**Prompt:** Word for word, copy the records that follow.

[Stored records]
----------

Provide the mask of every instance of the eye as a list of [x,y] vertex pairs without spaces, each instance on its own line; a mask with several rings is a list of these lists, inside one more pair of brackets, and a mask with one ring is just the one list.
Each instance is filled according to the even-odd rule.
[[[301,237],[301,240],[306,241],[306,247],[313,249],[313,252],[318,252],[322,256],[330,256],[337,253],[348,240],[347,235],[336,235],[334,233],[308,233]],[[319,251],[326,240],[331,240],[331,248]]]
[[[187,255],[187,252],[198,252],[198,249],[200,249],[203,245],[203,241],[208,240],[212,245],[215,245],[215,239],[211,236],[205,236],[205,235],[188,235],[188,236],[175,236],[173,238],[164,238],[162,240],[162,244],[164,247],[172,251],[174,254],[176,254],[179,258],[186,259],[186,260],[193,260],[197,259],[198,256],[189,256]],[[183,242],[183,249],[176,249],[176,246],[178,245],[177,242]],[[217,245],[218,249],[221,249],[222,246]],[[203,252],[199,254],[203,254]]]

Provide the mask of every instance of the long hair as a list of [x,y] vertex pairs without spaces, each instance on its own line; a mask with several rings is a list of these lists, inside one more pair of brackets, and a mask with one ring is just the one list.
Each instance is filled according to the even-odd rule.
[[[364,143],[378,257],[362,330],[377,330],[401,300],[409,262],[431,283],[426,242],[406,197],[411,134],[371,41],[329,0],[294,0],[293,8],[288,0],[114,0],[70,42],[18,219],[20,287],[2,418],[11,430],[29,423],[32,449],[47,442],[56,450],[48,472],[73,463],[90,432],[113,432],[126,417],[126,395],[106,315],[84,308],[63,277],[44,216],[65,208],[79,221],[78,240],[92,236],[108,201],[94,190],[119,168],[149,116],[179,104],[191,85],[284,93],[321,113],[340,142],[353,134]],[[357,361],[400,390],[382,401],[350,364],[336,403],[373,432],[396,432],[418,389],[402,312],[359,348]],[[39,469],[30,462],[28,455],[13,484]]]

----------

**Response below:**
Provide the mask of every instance of the eye as a list of [x,y] vertex pairs without spaces, each instance on its own line; a mask with several rings is a list of these lists, inside one more pair of brackets, and a mask with one ring is just the one list.
Each instance is filled according to the even-odd rule.
[[[301,237],[301,240],[306,241],[306,247],[313,249],[313,252],[318,252],[322,256],[330,256],[337,253],[348,240],[347,235],[336,235],[334,233],[308,233]],[[319,251],[326,240],[331,240],[331,248]]]
[[[187,255],[187,252],[198,252],[198,249],[200,249],[203,245],[203,241],[208,240],[212,245],[215,245],[215,239],[211,236],[205,236],[205,235],[188,235],[188,236],[175,236],[173,238],[164,238],[162,240],[162,244],[164,247],[172,251],[174,254],[176,254],[179,258],[186,259],[186,260],[193,260],[197,259],[198,256],[189,256]],[[183,242],[183,249],[176,249],[176,246],[178,245],[177,242]],[[217,245],[218,249],[221,249],[222,246]],[[203,252],[199,254],[203,254]]]

Provide the mask of every instance of the long hair as a list of [x,y] vertex pairs without spaces, each instance on its own line; a mask with several rings is a list of these lists, inside one more pair of brackets, and a mask with one ring is just the one list.
Each instance is filled according to the even-odd rule.
[[[364,143],[378,257],[362,330],[377,330],[401,300],[409,262],[431,283],[426,242],[406,197],[411,134],[371,41],[329,0],[294,0],[293,8],[288,0],[114,0],[70,42],[18,219],[20,287],[2,418],[11,430],[29,423],[32,449],[47,442],[56,450],[48,472],[73,463],[90,432],[113,432],[126,417],[126,395],[106,315],[84,308],[63,277],[44,216],[65,208],[79,221],[78,240],[92,236],[108,201],[94,190],[119,168],[149,116],[179,104],[191,85],[284,93],[321,113],[340,142],[353,134]],[[357,361],[400,390],[382,401],[350,364],[336,403],[373,432],[396,432],[418,389],[402,312],[359,348]],[[39,469],[30,462],[28,455],[13,484]]]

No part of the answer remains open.